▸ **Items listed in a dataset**
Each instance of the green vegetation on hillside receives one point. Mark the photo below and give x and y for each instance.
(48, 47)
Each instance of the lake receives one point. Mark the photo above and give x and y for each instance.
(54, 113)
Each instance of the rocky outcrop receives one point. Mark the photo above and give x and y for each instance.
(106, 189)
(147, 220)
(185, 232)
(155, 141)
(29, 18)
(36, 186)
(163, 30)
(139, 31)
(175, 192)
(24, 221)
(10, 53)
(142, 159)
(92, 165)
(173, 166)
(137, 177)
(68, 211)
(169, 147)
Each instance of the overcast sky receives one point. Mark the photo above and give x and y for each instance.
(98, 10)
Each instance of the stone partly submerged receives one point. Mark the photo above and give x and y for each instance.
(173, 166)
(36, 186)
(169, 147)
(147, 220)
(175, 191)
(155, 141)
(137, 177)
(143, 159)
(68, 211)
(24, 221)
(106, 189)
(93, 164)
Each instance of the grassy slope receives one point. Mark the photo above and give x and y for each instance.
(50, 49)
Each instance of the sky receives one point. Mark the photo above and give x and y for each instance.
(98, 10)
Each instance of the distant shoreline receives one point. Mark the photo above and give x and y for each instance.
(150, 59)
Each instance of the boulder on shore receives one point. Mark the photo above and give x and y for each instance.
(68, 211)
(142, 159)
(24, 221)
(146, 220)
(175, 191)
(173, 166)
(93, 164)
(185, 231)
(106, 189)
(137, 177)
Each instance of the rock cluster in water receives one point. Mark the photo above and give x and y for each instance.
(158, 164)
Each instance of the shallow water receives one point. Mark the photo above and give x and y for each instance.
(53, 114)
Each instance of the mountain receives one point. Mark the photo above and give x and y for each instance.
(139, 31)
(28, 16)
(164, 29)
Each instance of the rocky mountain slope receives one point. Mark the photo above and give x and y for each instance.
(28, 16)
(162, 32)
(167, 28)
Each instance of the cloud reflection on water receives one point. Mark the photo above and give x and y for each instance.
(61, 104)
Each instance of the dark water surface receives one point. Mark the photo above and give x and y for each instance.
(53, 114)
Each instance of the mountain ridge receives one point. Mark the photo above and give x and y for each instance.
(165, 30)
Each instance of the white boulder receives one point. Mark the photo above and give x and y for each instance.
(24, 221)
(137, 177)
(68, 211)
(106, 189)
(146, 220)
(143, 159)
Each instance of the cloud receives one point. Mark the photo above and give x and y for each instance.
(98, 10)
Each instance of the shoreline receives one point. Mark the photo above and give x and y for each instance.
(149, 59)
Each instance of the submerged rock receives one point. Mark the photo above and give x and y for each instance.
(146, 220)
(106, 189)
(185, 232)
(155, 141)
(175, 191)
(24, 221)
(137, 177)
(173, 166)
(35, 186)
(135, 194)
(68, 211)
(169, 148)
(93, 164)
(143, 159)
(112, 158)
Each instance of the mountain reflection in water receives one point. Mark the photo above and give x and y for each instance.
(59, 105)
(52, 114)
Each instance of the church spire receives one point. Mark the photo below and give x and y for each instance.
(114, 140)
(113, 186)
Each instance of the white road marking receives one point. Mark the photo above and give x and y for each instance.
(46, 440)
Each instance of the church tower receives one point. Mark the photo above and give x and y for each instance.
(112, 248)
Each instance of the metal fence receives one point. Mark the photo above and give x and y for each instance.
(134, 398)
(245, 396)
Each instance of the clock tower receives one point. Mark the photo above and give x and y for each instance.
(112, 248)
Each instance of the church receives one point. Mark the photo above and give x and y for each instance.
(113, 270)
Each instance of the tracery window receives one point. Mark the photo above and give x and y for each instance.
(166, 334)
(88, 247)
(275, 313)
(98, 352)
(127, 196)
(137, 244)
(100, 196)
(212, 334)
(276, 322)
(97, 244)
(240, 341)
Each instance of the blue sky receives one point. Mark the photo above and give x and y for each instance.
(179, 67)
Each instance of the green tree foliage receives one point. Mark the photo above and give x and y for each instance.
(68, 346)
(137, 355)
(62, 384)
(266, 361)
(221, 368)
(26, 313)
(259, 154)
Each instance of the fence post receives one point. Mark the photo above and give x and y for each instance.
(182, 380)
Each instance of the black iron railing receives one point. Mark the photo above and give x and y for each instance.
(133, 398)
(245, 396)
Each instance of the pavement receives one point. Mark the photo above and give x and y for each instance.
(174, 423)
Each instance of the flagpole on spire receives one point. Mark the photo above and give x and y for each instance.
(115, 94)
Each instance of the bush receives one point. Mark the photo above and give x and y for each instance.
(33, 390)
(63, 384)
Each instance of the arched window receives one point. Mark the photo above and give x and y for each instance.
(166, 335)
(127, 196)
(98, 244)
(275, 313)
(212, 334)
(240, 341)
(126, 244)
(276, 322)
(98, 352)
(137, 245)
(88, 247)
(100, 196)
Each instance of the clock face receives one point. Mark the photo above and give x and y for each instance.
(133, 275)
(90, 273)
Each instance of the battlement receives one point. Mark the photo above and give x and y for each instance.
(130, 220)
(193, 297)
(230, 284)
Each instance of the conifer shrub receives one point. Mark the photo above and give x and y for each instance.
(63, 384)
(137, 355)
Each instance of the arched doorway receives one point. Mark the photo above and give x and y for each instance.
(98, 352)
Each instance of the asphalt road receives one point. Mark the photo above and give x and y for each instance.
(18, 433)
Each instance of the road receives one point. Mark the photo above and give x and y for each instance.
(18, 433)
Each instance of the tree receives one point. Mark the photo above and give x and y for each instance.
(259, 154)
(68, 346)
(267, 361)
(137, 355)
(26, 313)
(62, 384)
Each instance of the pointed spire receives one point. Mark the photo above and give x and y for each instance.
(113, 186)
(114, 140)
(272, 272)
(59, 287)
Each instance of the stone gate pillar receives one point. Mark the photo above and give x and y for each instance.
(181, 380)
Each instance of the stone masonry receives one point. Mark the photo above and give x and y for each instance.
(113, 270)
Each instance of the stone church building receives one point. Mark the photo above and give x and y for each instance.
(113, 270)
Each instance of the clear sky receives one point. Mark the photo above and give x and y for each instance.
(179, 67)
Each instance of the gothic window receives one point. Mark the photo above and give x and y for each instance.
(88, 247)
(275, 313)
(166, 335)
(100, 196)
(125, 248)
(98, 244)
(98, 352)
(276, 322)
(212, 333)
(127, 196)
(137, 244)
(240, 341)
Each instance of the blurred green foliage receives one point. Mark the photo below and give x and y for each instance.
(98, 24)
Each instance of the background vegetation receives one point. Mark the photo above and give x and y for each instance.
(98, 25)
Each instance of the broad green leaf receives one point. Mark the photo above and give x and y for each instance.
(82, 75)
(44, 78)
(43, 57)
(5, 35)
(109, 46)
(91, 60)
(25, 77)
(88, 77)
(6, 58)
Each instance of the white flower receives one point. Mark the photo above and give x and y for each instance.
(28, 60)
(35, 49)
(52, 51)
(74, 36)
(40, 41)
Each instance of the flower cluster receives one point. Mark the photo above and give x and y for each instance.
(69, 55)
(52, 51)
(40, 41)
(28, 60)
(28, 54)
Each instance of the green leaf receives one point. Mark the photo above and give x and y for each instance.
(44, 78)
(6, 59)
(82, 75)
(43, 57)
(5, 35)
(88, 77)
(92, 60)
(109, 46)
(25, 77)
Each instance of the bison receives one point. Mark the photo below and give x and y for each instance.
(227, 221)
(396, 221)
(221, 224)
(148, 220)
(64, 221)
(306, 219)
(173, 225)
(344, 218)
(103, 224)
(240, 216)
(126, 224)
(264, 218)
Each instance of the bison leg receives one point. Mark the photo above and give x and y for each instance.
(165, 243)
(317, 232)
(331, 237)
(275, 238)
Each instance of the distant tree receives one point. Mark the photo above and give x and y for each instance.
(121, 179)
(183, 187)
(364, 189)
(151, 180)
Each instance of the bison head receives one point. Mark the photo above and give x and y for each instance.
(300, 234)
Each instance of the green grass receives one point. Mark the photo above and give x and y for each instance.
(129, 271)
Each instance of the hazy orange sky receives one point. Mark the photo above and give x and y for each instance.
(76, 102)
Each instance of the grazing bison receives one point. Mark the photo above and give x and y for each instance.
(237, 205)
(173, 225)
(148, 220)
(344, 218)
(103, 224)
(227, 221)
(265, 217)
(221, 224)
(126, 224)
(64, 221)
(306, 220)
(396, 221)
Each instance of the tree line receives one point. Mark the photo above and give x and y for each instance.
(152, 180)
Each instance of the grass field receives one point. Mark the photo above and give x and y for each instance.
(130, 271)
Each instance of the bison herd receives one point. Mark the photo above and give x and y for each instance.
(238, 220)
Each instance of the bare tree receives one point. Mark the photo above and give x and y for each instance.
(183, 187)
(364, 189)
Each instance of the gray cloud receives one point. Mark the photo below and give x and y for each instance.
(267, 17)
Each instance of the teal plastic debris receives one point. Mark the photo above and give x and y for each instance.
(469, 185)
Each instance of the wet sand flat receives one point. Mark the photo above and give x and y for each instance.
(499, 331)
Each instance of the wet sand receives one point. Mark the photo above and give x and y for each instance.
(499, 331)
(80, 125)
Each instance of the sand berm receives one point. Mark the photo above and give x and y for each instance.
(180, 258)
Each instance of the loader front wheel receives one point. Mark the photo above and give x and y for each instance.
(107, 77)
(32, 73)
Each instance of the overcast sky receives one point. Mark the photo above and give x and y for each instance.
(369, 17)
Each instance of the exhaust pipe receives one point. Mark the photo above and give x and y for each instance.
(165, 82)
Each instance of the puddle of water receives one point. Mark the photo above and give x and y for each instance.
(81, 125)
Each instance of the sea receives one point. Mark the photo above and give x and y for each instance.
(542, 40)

▸ **DIRECTION**
Duplicate the lines word for word, starting with the line that contains "Each instance of the tree line" and ending with the last line, both included.

▸ **FULL OUTPUT**
Each instance of the tree line receives one point. Mark the photo above and give x and y for each instance.
(152, 180)
Each instance of the grass field receives one point. Mark the photo above and give x and y for each instance.
(130, 271)
Each instance of the bison herd receives one point. Mark the photo above and give x and y for each instance.
(238, 220)
Each instance of the bare tree receives one point. Mark the photo above and give x and y for each instance.
(183, 187)
(364, 189)
Each instance of the gray cloud receives one point. Mark the photo below and give x and y for each instance.
(267, 17)
Each instance of the teal plastic debris receives one point. Mark the photo above and give x and y for each instance.
(469, 185)
Each instance of the wet sand flat receives one point. Mark the photo above and give x and y for each instance.
(499, 331)
Each instance of the wet sand receives one point. Mark the photo above and give x and y for each instance.
(499, 331)
(80, 125)
Each instance of the sand berm receives one point. Mark the photo above and give x and y for each instance.
(180, 258)
Each instance of the loader front wheel receives one point. Mark the photo above and give x and y for each instance.
(107, 77)
(32, 73)
Each instance of the overcast sky receives one point. Mark the photo above and give x and y for each instance.
(369, 17)
Each instance of the exhaust pipe receives one point. Mark the photo above and give x and y for each instance.
(165, 82)
Each instance of the puddle of water receives one point. Mark the photo above and give x and y for each instance.
(81, 125)
Each instance of the sea receives one point. Mark the photo above and give x and y for each instance.
(542, 40)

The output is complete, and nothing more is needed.